◆ **About this task**
Line filter on the word "distant": copy each matching line from the entries.

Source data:
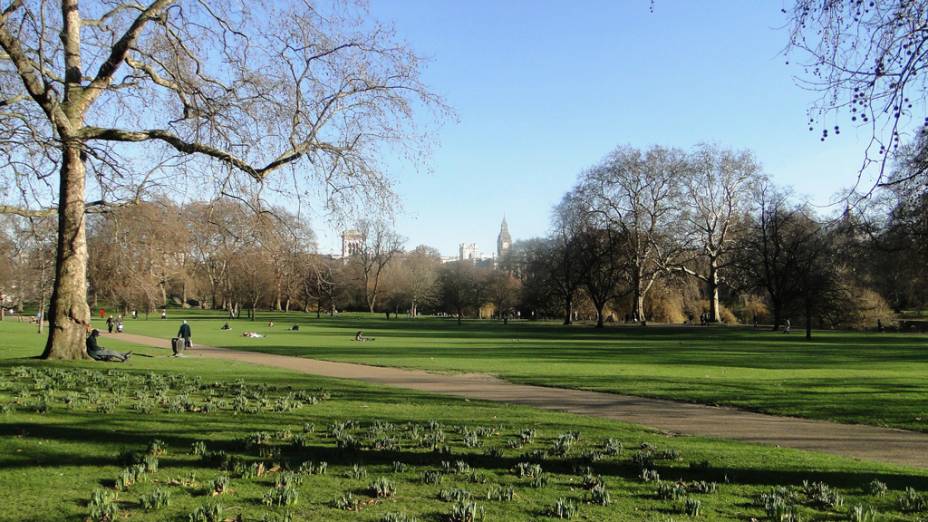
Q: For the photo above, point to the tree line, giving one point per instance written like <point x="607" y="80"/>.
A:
<point x="659" y="234"/>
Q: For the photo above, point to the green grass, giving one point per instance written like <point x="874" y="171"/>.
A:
<point x="865" y="378"/>
<point x="51" y="462"/>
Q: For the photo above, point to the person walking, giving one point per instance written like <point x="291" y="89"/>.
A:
<point x="99" y="353"/>
<point x="184" y="333"/>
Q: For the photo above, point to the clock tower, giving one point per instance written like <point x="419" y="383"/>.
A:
<point x="504" y="241"/>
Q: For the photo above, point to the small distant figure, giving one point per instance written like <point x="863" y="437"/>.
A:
<point x="184" y="333"/>
<point x="361" y="338"/>
<point x="98" y="353"/>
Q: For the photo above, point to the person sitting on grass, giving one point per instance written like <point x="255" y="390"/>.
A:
<point x="360" y="337"/>
<point x="99" y="353"/>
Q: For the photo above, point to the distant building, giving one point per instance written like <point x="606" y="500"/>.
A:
<point x="468" y="252"/>
<point x="503" y="241"/>
<point x="351" y="243"/>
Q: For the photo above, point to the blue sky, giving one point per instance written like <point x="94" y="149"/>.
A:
<point x="544" y="89"/>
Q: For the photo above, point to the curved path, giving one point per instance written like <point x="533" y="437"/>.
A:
<point x="849" y="440"/>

◆ **Task solution**
Q: For the photo above, point to the small distant figure, giving one point per instance written like <point x="863" y="437"/>.
Q: For the photo above, point to the distant building, giving one point per instance written like <point x="606" y="500"/>.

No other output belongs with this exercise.